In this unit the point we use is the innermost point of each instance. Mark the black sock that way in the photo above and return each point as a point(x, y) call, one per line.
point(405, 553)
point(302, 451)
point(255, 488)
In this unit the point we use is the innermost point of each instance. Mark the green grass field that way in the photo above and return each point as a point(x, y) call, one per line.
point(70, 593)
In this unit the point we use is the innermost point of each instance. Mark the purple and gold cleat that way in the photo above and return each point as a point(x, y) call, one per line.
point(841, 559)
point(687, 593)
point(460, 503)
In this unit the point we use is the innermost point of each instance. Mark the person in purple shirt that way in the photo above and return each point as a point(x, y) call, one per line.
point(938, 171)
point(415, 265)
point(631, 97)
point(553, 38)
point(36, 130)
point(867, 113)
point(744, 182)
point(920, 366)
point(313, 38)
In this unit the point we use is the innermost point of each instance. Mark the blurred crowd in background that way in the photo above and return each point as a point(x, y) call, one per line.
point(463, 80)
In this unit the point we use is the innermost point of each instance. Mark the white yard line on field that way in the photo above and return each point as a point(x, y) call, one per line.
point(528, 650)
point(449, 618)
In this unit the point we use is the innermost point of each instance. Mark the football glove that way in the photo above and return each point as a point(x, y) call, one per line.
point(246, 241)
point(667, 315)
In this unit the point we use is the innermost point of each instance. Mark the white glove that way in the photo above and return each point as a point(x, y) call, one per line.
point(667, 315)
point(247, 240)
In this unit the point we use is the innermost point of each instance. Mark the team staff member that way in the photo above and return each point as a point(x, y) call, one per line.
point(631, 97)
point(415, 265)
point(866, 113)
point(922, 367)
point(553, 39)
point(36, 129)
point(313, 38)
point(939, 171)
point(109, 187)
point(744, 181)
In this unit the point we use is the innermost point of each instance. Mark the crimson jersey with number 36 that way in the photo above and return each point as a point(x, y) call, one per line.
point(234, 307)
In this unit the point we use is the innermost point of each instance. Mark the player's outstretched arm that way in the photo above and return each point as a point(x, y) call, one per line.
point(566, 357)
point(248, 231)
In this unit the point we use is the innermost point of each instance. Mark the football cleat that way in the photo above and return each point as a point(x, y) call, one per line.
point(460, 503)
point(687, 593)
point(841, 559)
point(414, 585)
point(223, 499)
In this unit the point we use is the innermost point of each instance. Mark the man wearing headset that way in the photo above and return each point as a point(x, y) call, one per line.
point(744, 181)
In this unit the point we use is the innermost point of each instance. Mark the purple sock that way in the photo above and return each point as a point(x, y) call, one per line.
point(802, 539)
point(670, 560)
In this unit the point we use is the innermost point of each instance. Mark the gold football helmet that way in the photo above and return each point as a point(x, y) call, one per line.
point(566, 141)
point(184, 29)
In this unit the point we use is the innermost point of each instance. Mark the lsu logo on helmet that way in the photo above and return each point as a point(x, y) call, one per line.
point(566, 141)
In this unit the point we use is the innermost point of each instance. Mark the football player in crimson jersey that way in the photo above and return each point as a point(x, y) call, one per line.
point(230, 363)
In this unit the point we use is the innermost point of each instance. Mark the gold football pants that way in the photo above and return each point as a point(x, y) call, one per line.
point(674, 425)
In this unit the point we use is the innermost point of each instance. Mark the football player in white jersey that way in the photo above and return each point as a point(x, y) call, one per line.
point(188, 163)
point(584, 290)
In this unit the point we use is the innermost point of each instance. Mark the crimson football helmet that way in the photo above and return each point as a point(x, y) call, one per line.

What to work on | Extract every one of the rows above and reproduce each line verbatim, changing nothing.

Solution to this problem |
In this unit the point we use is the innermost point of each instance. Mark the black sock that way in the photo above and return each point as a point(x, y) call, one per line.
point(405, 553)
point(302, 451)
point(255, 488)
In this unit the point we use is the innermost point of each instance. Mark the green grass field that way in the photo above and return each point as a point(x, y) call, one per line.
point(70, 593)
In this unit the point we use is the innermost point of each instance. Mark the purple and gold cleat that way in the photo above and return each point as a point(x, y) call, one per line.
point(841, 559)
point(687, 593)
point(460, 503)
In this unit the point we use is the innermost point of each instance. Mark the person in purple shirt that way in the photo above and return each point as a point(x, y) call, one per line.
point(938, 171)
point(415, 265)
point(631, 97)
point(553, 38)
point(36, 130)
point(867, 113)
point(744, 182)
point(920, 366)
point(313, 38)
In this unit the point we use is the innermost point of each instance. Mark the blurred crowd in background that way in the photo above and return each point as a point(x, y) call, one per line.
point(463, 80)
In this unit the point we use is the innermost point of each instance. Mark the white yard line on field that way in the photo above and return each point as a point(x, y) call, one per line.
point(528, 650)
point(449, 618)
In this unit the point we use is the innermost point of each instance. Mark the football glove that way in the photo above and return each point as a point(x, y) call, one per line.
point(246, 241)
point(667, 315)
In this unit the point we use is the innermost point of each instance. Mark the white glove that way in the photo above and return each point as a point(x, y) call, one per line.
point(667, 315)
point(247, 240)
In this unit the point we use is the innermost point of each instance. Mark the team staff member that way in the photo above and return each point as a point(x, y) call, one per line.
point(631, 97)
point(415, 265)
point(866, 113)
point(922, 367)
point(553, 39)
point(36, 129)
point(313, 38)
point(939, 171)
point(109, 187)
point(744, 181)
In this unit the point we use is the innermost point of each instance. Mark the crimson jersey with number 36 that way in the photo above and return each point as a point(x, y) call, one per line.
point(234, 307)
In this unit the point we use is the innermost point of each instance. Mark the player's outstretched arm that way in the photo above and return each point as a point(x, y) call, one per line.
point(566, 357)
point(248, 231)
In this unit the point we use is the innermost point of each instance. Mark the football cleat that way in the photo above and return each point as a point(x, y) call, one per line.
point(460, 503)
point(687, 593)
point(841, 559)
point(414, 585)
point(223, 499)
In this unit the point we use is the innermost point of each instance. Mark the man wearing headset that way in the photo above and return each point as a point(x, y) call, one per line.
point(744, 181)
In this unit the point we use is the innermost point of each instance. Mark the purple sock that way in the photo above and return each point as a point(x, y) call, one per line.
point(802, 539)
point(670, 560)
In this unit the point we use is the innermost point of each instance. Mark the gold football helmet that way in the photo above and return each point as a point(x, y) call, one per line.
point(566, 141)
point(184, 29)
In this unit the point we use is the innermost point of each instance. Mark the lsu logo on helmet that way in the photo above and return each point as a point(x, y) call, one per line.
point(566, 141)
In this unit the point we use is the innermost point of each instance. Mark the football player in crimson jersey that way in the photo above and return each point as a point(x, y) call, one per line.
point(230, 363)
In this unit the point we use is the innermost point of each instance. Mark the gold football pants that way in the photo above and return each point as a point(x, y) call, one per line.
point(674, 425)
In this unit the point we use is the innermost point of each instance. Mark the football player in white jersey that way in the photo above and return each point as a point(x, y) call, one per line.
point(188, 163)
point(584, 290)
In this unit the point we use is the innermost point of each instance. Mark the crimson football helmet that way in the photo above and return each point as a point(x, y) call, one per line.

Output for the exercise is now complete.